-- start of SUPPLIED MATERIAL --

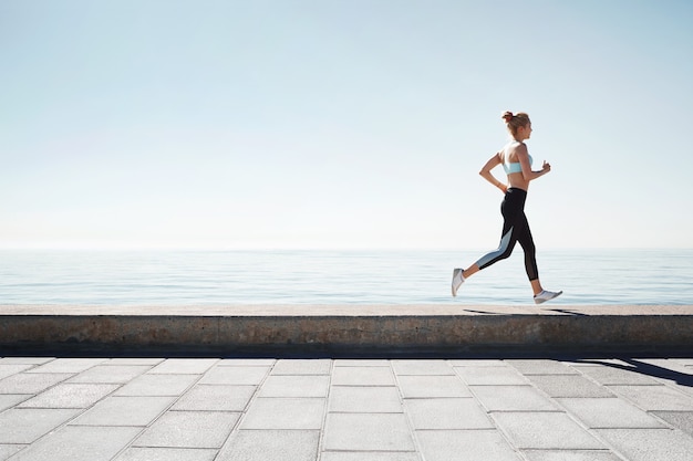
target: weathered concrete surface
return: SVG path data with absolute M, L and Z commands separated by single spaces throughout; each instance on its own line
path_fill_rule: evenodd
M 107 313 L 107 314 L 103 314 Z M 0 305 L 0 346 L 693 348 L 693 306 Z

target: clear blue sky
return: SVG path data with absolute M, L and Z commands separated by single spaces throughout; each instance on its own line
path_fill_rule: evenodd
M 693 247 L 693 3 L 0 0 L 0 248 Z M 495 171 L 501 178 L 503 172 Z

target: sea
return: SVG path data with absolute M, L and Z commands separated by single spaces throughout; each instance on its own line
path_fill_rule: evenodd
M 9 304 L 532 304 L 523 252 L 451 294 L 487 250 L 0 250 Z M 693 249 L 545 250 L 555 305 L 693 304 Z

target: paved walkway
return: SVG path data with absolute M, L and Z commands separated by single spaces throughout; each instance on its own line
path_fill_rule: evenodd
M 0 460 L 683 461 L 693 358 L 0 358 Z

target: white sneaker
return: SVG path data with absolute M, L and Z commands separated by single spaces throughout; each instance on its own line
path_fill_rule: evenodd
M 563 292 L 549 292 L 546 290 L 542 290 L 541 293 L 535 295 L 535 303 L 536 304 L 541 304 L 541 303 L 546 303 L 547 301 L 550 301 L 555 297 L 558 297 L 562 294 Z
M 465 283 L 465 277 L 462 275 L 462 269 L 455 269 L 453 271 L 453 296 L 457 296 L 457 290 Z

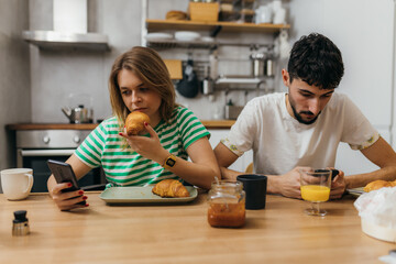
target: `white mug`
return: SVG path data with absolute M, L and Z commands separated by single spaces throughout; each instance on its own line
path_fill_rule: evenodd
M 25 199 L 33 186 L 33 169 L 9 168 L 1 173 L 1 187 L 9 200 Z

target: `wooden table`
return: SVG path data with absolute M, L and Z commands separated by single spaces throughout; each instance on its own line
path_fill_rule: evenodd
M 59 211 L 47 194 L 8 201 L 0 195 L 0 263 L 380 263 L 396 245 L 361 231 L 353 197 L 323 204 L 267 196 L 242 229 L 207 222 L 206 194 L 179 206 L 107 206 L 88 193 L 89 209 Z M 13 211 L 28 210 L 31 234 L 12 237 Z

-- end of SUPPLIED MATERIAL --

DESCRIPTION OF THE TASK – Copy all of the rows above word for word, leaving out the pictures.

WRITTEN SOLUTION –
target: weathered concrete surface
return: SVG path data with absolute M, L and Z commands separated by single spaces throughout; each instance on its own line
path_fill_rule: evenodd
M 107 313 L 107 314 L 103 314 Z M 0 305 L 0 346 L 693 348 L 693 306 Z

target: clear blue sky
return: SVG path data with absolute M, L and Z commands separated by single spaces throughout; each instance on its own line
path_fill_rule: evenodd
M 693 247 L 693 3 L 0 0 L 0 248 Z M 495 171 L 501 178 L 503 172 Z

target: sea
return: SVG path data with absolute M, L and Z commands separated by single spaces throughout; each instance on its own line
path_fill_rule: evenodd
M 9 304 L 532 304 L 523 252 L 451 294 L 487 250 L 0 250 Z M 693 249 L 545 250 L 555 305 L 693 304 Z

target: paved walkway
return: SVG path data with absolute M, L and Z commands separated by single spaces throughout; each instance on its own line
path_fill_rule: evenodd
M 0 460 L 683 461 L 693 358 L 0 358 Z

target: white sneaker
return: SVG path data with absolute M, L and Z commands separated by single spaces throughout; each instance on its own line
path_fill_rule: evenodd
M 563 292 L 549 292 L 546 290 L 542 290 L 541 293 L 535 295 L 535 303 L 536 304 L 541 304 L 541 303 L 546 303 L 547 301 L 550 301 L 555 297 L 558 297 L 562 294 Z
M 465 283 L 465 277 L 462 275 L 462 269 L 455 269 L 453 271 L 453 296 L 457 296 L 457 290 Z

target: `white mug`
return: SVG path data with absolute M, L and Z commands separated by single spaces throughout; each instance on its own line
path_fill_rule: evenodd
M 25 199 L 33 186 L 33 169 L 9 168 L 1 173 L 1 187 L 9 200 Z

target: `wooden table`
return: SVG path data with absolute M, L and Z commands separated by single spaces throughout; each instance on its own line
path_fill_rule: evenodd
M 59 211 L 47 194 L 8 201 L 0 195 L 0 263 L 380 263 L 396 245 L 361 231 L 353 197 L 323 204 L 267 196 L 242 229 L 207 222 L 206 194 L 179 206 L 107 206 L 88 193 L 89 209 Z M 13 211 L 28 210 L 31 234 L 12 237 Z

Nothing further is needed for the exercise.